(Entries from a dataset)
**********

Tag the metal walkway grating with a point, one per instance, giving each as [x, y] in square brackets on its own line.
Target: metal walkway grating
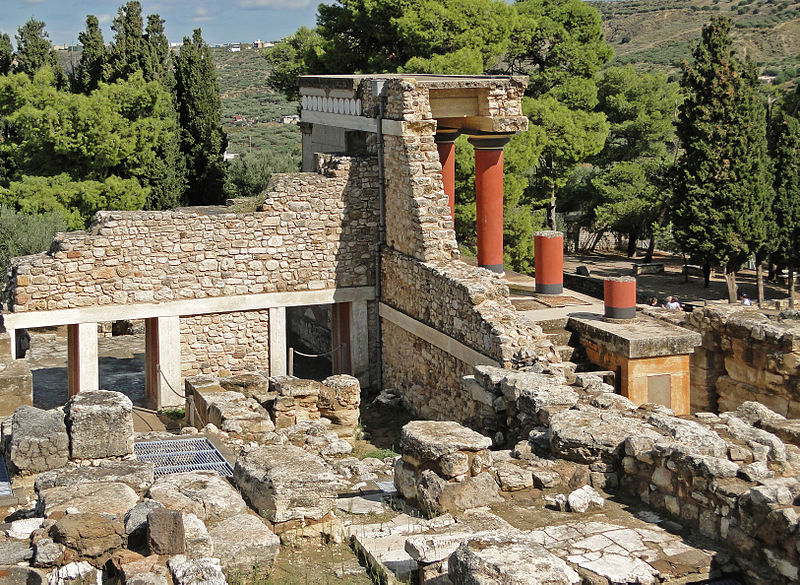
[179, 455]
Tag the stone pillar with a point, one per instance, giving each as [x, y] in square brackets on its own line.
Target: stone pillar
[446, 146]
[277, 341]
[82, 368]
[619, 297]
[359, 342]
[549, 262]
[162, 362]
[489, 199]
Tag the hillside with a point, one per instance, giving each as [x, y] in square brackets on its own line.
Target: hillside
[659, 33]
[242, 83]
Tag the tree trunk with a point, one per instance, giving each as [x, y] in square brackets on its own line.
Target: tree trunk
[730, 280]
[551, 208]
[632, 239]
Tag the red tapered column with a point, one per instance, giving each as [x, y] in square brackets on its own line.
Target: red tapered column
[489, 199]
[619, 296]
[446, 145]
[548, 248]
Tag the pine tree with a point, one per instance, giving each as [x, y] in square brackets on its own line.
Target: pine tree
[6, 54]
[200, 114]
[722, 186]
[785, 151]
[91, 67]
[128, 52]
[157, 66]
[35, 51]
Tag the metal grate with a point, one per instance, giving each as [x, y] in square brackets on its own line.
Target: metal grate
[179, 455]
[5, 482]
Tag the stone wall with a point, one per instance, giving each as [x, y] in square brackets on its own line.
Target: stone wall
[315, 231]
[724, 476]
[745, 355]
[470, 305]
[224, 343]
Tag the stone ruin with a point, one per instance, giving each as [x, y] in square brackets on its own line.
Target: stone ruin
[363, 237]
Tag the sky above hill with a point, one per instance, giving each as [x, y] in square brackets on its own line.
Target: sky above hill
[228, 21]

**********

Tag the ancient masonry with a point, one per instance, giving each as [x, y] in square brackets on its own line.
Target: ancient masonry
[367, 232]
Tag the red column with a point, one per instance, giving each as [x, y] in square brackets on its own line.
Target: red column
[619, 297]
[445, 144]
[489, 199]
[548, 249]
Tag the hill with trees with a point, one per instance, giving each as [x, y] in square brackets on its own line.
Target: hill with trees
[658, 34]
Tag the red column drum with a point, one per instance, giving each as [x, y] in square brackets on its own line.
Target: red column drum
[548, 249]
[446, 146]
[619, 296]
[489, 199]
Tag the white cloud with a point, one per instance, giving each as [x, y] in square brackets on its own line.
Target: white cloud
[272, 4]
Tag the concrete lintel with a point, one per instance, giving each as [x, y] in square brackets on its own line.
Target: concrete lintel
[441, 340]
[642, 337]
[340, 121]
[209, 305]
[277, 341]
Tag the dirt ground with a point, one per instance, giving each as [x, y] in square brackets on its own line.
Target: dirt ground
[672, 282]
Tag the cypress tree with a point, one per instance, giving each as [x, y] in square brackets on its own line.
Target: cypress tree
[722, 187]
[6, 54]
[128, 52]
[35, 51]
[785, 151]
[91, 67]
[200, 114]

**********

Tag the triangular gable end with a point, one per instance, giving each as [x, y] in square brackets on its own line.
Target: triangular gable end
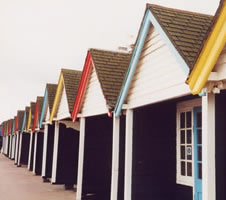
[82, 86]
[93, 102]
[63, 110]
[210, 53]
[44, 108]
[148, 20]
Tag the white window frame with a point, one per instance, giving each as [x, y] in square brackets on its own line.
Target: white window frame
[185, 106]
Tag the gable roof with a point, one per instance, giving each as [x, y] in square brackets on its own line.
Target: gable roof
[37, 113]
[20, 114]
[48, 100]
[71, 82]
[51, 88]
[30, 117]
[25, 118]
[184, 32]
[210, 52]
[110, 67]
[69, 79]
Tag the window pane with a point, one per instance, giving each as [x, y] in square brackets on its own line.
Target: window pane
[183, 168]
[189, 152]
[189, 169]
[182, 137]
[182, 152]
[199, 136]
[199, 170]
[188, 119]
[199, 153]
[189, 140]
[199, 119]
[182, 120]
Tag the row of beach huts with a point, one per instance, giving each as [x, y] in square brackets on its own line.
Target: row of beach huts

**********

Select every line above that contains the word "white", and copy each one out. Case counts.

**Written answer**
Tag the white cloud with a point, one per instance, giving each as [x, y] in square brackets on its own line.
Target: white cloud
Tag the white window frame with a point, one per instance, giving each as [x, y] in square brackets on its own line.
Target: white window frame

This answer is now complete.